◆ EXERCISE GOAL
Set down all the records below, word for word.

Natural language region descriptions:
============================================================

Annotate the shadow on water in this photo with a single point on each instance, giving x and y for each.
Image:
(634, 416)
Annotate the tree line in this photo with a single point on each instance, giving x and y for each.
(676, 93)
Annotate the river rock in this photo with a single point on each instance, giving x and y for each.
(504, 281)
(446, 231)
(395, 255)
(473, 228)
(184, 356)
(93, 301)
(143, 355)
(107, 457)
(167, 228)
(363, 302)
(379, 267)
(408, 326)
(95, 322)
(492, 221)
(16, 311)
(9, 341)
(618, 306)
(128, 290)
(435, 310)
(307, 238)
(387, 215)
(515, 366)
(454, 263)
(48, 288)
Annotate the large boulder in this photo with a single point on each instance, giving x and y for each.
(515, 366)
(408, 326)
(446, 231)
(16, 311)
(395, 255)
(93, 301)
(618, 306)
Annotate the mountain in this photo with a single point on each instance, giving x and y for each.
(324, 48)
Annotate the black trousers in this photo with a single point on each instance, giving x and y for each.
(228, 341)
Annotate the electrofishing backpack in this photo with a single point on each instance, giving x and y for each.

============================================================

◆ RESPONSE
Annotate the shadow on water in this photo with a single point on each instance, giving x and y for each.
Image:
(634, 416)
Annotate the tree line in this photo with a single point on each instance, giving x and y for each.
(676, 93)
Annotate the river rock in this photo with a single point on each instance, giving x and y for each.
(504, 281)
(446, 231)
(395, 255)
(473, 228)
(184, 356)
(93, 301)
(143, 355)
(107, 457)
(167, 228)
(363, 302)
(379, 267)
(408, 326)
(95, 322)
(492, 221)
(16, 311)
(9, 341)
(618, 306)
(128, 290)
(435, 310)
(307, 238)
(387, 215)
(515, 366)
(454, 263)
(48, 288)
Annotate the large boulder in this photo with a single point on each instance, giving x and y for each.
(515, 366)
(408, 326)
(446, 231)
(16, 311)
(395, 255)
(93, 301)
(618, 306)
Annotate the mountain in this photo with a single point on each instance, giving x and y for each.
(324, 48)
Annotate the black trousers in this photo with a single point on each instance, giving x and y for each.
(228, 341)
Annotate the electrofishing backpack in this photo with a single point on each instance, giving x and y for each.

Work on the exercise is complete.